EXERCISE GOAL:
Quote the material below word for word, starting at the line that contains "Task: tag every instance of the turban" and ending with the final line of the material.

DATA FOR THE TASK:
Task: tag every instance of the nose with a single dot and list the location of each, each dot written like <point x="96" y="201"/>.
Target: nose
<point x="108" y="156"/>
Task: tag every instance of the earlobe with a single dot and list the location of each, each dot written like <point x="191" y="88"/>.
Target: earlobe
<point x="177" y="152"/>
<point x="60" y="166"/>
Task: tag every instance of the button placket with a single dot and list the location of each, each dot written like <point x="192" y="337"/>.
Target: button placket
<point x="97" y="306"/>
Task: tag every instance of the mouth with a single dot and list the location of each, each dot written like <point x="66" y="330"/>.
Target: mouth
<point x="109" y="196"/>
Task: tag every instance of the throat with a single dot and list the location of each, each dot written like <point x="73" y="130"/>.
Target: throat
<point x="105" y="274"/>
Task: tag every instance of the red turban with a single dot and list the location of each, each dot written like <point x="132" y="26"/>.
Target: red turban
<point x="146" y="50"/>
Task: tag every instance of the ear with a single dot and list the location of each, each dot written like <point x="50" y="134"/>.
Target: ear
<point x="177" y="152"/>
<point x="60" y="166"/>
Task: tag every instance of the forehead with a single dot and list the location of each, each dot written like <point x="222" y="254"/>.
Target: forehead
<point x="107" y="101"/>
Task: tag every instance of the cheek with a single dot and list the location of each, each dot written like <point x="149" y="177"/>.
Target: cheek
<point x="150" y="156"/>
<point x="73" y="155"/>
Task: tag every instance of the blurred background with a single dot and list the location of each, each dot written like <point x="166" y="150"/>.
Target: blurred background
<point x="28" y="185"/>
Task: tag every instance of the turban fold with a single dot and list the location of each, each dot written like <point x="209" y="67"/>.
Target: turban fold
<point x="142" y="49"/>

THE REPLY:
Task: tag every instance of the turban fold with a single dot and list the location of each, each dot written like <point x="209" y="67"/>.
Target: turban fold
<point x="142" y="49"/>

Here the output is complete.